● **Goal**
Transcribe the entries below word for word, keeping every line in its original order.

(Recorded data)

***

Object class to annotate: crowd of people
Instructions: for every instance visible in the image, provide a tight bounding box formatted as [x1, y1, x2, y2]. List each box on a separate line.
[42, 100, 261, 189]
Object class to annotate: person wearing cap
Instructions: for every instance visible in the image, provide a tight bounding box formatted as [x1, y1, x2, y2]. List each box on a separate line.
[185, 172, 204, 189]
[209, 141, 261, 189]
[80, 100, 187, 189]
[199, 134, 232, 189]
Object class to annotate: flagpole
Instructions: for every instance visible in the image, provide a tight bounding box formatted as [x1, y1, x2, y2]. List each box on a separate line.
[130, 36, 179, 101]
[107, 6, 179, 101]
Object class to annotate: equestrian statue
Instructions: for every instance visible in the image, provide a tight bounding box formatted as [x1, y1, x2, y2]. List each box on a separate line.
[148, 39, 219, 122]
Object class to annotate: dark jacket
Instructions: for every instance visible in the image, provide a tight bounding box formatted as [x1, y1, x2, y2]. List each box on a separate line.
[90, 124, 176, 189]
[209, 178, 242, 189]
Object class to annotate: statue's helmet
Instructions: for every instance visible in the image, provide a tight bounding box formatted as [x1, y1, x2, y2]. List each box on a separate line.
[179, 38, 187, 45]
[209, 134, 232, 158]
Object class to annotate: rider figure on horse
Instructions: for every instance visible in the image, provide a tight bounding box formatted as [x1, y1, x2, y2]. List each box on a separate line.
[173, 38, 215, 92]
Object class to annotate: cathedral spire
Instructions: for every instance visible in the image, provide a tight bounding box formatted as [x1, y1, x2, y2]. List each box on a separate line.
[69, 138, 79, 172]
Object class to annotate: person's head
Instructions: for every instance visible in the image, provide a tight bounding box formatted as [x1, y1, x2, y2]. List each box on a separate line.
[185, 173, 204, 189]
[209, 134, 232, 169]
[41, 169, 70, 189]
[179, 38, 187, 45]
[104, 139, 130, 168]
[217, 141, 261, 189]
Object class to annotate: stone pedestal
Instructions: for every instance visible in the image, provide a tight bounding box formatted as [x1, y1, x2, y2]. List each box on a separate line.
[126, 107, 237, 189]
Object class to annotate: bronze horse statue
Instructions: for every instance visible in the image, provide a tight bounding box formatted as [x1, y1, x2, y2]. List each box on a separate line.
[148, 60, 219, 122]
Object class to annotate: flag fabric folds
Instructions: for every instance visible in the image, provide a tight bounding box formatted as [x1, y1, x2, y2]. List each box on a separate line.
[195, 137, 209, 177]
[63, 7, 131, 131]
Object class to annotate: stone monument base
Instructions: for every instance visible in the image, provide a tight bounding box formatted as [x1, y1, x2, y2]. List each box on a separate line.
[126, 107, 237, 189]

***

● **Task answer**
Object class to annotate: crowd of people
Instructions: for every instance visible in the image, provide a tight bounding box formatted as [x1, y1, x2, y2]. List each box on a separate line.
[42, 100, 261, 189]
Object class to annotate: person wearing cap
Instructions: for every instance visible in the image, provide a tight bounding box formatted as [x1, y1, x2, y2]. List each box on a separate line.
[185, 172, 204, 189]
[209, 141, 261, 189]
[80, 100, 187, 189]
[199, 134, 232, 189]
Object class to annotate: flagpole
Instructions: for every instance visible in the image, provide a tight bounding box formatted as [x1, y1, x2, y2]. List each box on a separate line.
[130, 36, 179, 101]
[107, 6, 179, 101]
Object class to annotate: equestrian statue
Instructions: for every instance visible in the image, provide a tight bounding box formatted as [x1, y1, x2, y2]. List each box on a separate line.
[148, 39, 219, 122]
Object class to annotate: dark jacket
Instructions: for every instance visible in the image, provide a tight bounding box formatted as [x1, y1, x2, y2]. List each box on a separate line.
[90, 124, 176, 189]
[209, 178, 242, 189]
Object class to annotate: statue's helmet
Instructions: for every instance visible in the image, provide a tight bounding box formatted as [x1, y1, x2, y2]. List each box on a separate line.
[179, 38, 187, 45]
[209, 134, 232, 158]
Object class to annotate: rider figure on horse
Instructions: for every instance visible in the image, provide a tight bounding box formatted as [x1, y1, x2, y2]. List each box on a separate line.
[173, 38, 215, 92]
Object class to annotate: cathedral spire
Instructions: for every instance visible in the image, provide a tight bounding box formatted as [x1, y1, x2, y2]. List each box on a separate line.
[69, 138, 79, 172]
Object class to annotate: person's head
Instructions: for every instance visible in the image, provide a tight bounding box formatted as [x1, y1, x2, y2]. List each box on a separate line.
[185, 173, 204, 189]
[209, 134, 232, 169]
[41, 169, 70, 189]
[179, 38, 187, 45]
[104, 139, 130, 168]
[217, 141, 261, 189]
Object class to annotate: stone pedestal
Instructions: for every instance visible in the image, provide a tight bounding box formatted as [x1, y1, x2, y2]. List each box on a separate line.
[126, 107, 237, 189]
Object class to annotate: bronze horse statue
Instructions: for every instance visible in the image, provide a tight bounding box formatted as [x1, y1, x2, y2]. List each box on a separate line.
[148, 60, 219, 122]
Object class to annotate: flag fabric folds
Instructions: for every instance visible in the image, provide a tight bounding box formatted as [x1, y1, x2, y2]. List each box on a separate line.
[195, 137, 209, 177]
[63, 7, 131, 131]
Object class to annotate: stone monument base
Instructions: for every instance visible in the image, provide a tight bounding box formatted as [x1, y1, x2, y2]. List each box on a separate line.
[126, 107, 237, 189]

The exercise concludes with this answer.